[Data records Boundary: Start]
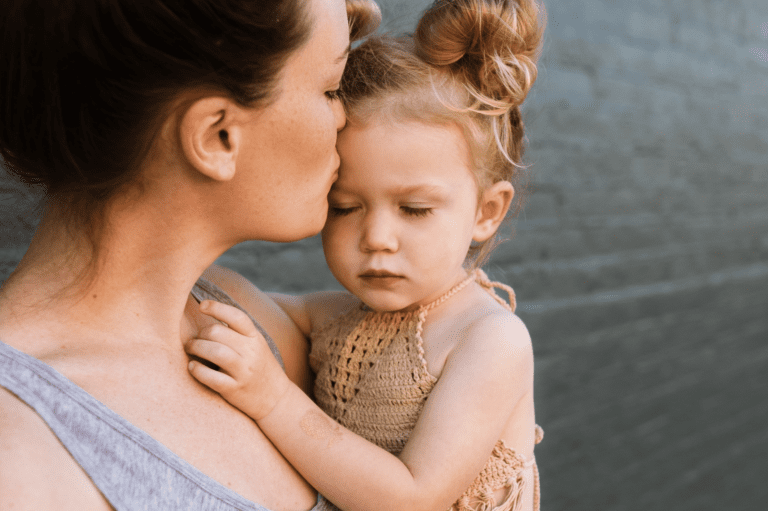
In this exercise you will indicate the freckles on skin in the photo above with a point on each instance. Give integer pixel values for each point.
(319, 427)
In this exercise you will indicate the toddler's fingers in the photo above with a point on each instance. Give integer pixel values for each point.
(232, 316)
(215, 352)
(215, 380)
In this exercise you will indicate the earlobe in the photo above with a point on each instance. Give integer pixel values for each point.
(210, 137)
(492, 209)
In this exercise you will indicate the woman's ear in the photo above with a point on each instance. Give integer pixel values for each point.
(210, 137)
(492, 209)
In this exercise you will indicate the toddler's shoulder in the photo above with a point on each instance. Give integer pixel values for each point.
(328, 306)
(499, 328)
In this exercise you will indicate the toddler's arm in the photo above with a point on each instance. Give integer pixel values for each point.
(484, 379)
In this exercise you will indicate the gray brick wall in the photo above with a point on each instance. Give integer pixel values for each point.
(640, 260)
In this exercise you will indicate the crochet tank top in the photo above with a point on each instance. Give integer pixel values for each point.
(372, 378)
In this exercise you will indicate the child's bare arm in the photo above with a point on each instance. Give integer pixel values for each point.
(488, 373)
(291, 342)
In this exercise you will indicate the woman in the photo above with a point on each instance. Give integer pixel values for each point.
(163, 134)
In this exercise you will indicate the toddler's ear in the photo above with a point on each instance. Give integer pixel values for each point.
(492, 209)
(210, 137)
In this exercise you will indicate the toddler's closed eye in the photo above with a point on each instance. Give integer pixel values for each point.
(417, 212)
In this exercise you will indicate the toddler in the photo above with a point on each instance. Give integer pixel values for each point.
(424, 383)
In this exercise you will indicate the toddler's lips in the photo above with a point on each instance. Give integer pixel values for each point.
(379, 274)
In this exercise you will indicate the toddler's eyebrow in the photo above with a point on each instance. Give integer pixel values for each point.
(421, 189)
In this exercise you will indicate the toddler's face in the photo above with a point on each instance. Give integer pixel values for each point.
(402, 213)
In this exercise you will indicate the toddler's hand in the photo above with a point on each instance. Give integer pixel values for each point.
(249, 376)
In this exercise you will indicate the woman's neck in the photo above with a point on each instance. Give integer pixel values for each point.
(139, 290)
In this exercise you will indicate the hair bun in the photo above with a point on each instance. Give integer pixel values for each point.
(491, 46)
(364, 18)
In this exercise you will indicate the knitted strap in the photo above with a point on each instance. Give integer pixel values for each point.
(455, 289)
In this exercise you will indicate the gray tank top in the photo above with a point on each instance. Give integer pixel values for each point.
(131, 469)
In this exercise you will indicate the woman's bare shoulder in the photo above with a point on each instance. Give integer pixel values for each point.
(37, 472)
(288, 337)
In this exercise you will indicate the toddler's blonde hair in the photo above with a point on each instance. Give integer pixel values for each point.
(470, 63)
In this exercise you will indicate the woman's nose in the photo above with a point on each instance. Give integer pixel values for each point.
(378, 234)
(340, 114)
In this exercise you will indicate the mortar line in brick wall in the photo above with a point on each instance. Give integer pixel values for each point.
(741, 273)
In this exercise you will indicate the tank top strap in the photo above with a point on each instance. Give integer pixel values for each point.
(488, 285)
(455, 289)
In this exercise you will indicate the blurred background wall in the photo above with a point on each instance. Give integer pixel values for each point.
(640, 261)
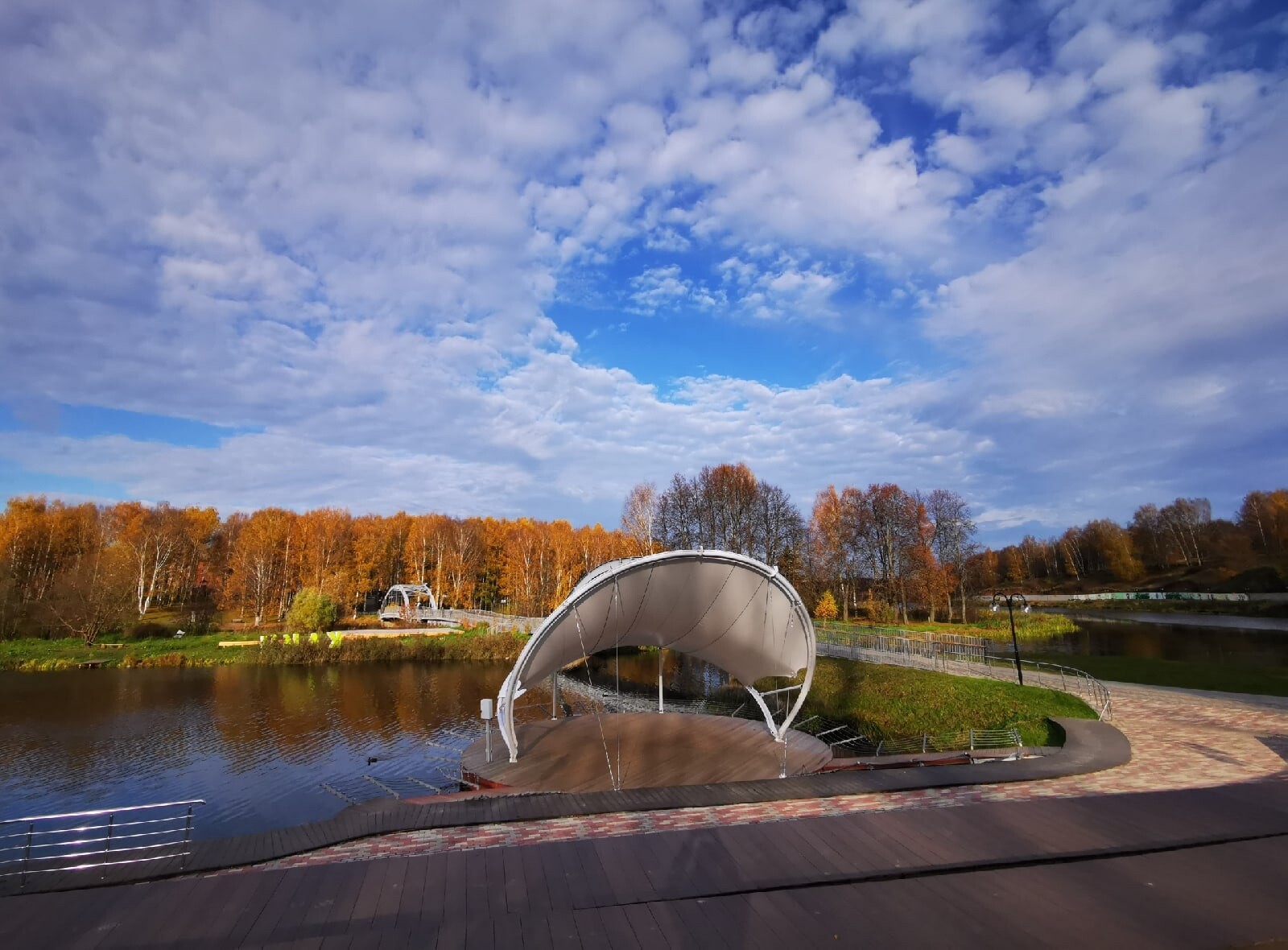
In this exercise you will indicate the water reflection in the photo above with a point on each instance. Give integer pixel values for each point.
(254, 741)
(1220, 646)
[Data records Boundary: End]
A word-for-word repeat of the lines from the line with "In this exercise you will indicate the knitted" to the last line of the data, both ends included and pictures left out, is all that should appear.

In this exercise you will indicate the knitted strap in the photo above with a point on each instance. Give integer pixel values for each point.
(455, 289)
In this exercise you will indicate the gray tank top in the photo above with a point on each instance. Give integer pixel values for each point.
(131, 469)
In this exercise you will indicate the woman's bare shoulder in the photo above with a point on each instance. Give integer pixel values for each point.
(37, 472)
(288, 337)
In this exercise you will indicate the toddler's blonde hair in the photo above with a point on each instance. Give integer pixel values for each point.
(470, 63)
In this exercise you will indicate the woman's nose in the photo above with a point on each instance. Give integer pixel values for each point.
(378, 234)
(340, 114)
In this exercise you will indicate the mortar line in brick wall in the photo above with a point on each instance. Give integer pixel values for each point.
(741, 273)
In this exercise you will indicate the tank top strap in the photo above with a point on each instance. Give integer pixel values for each point.
(488, 285)
(455, 289)
In this exercise you will indicate the blurred background wall in the photo above with a point on each instance. Give integer pixel values for each point.
(640, 261)
In this exercise you will indicate the water reflection in the photo above with a point on each instance. Give integer pixel values for each point.
(254, 741)
(1220, 646)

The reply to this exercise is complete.